Treedom ha trasformato lo storytelling ambientale in una piattaforma di azione. Il suo scopo non è solo sensibilizzare sul cambiamento climatico, ma permettere alle persone e alle aziende di piantare alberi in modo tracciabile, coinvolgente e personalizzabile. Il brand è riuscito a rendere “visibile” uno scopo che spesso resta astratto, e ha costruito attorno a questa idea una narrazione coerente, dal sito ai social, fino alla UX della piattaforma. Un esempio perfetto di brand che dà corpo e concretezza a uno scopo, trasformando ogni azione in una piccola esperienza valoriale.

_Estratti dei dati_
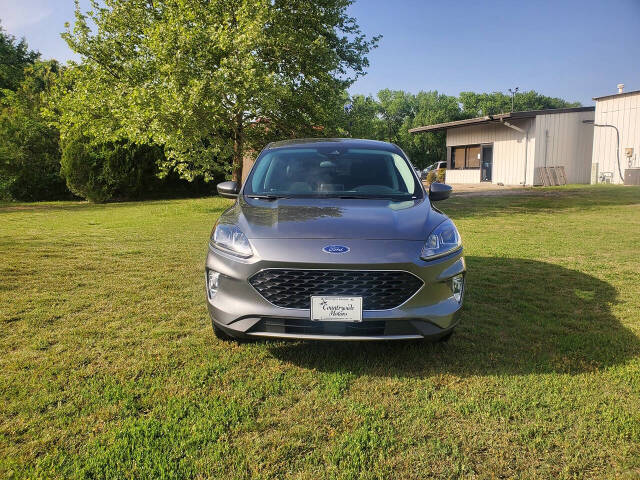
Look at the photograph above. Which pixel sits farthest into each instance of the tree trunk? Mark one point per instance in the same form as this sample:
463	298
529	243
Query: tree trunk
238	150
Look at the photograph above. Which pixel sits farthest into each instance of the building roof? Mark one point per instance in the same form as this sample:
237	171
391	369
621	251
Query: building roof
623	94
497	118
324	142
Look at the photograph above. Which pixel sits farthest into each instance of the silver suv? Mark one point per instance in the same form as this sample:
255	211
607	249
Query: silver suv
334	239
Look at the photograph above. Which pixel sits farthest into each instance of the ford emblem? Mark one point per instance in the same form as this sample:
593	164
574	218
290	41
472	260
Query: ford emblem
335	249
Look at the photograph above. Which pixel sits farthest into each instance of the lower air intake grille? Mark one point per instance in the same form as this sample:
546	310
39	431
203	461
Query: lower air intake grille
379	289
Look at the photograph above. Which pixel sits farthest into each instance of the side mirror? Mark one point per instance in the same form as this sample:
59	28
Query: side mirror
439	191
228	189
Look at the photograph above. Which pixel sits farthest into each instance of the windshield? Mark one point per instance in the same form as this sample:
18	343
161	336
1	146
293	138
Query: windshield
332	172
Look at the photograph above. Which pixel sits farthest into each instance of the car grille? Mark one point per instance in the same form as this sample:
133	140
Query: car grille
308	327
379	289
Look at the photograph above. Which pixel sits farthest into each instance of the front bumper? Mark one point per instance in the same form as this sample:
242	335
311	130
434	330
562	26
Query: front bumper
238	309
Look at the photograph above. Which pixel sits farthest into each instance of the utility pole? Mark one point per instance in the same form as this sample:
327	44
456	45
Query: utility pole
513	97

...

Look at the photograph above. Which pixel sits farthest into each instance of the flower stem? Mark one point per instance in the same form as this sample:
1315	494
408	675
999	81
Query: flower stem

_Istruzioni e requisiti_
Trascrivi senza alcuna modifica la porzione del testo su Treedom che si apre con le parole contenenti "Treedom ha trasformato" e si chiude con "piccola esperienza valoriale.".

_Soluzione_
Treedom ha trasformato lo storytelling ambientale in una piattaforma di azione. Il suo scopo non è solo sensibilizzare sul cambiamento climatico, ma permettere alle persone e alle aziende di piantare alberi in modo tracciabile, coinvolgente e personalizzabile. Il brand è riuscito a rendere “visibile” uno scopo che spesso resta astratto, e ha costruito attorno a questa idea una narrazione coerente, dal sito ai social, fino alla UX della piattaforma. Un esempio perfetto di brand che dà corpo e concretezza a uno scopo, trasformando ogni azione in una piccola esperienza valoriale.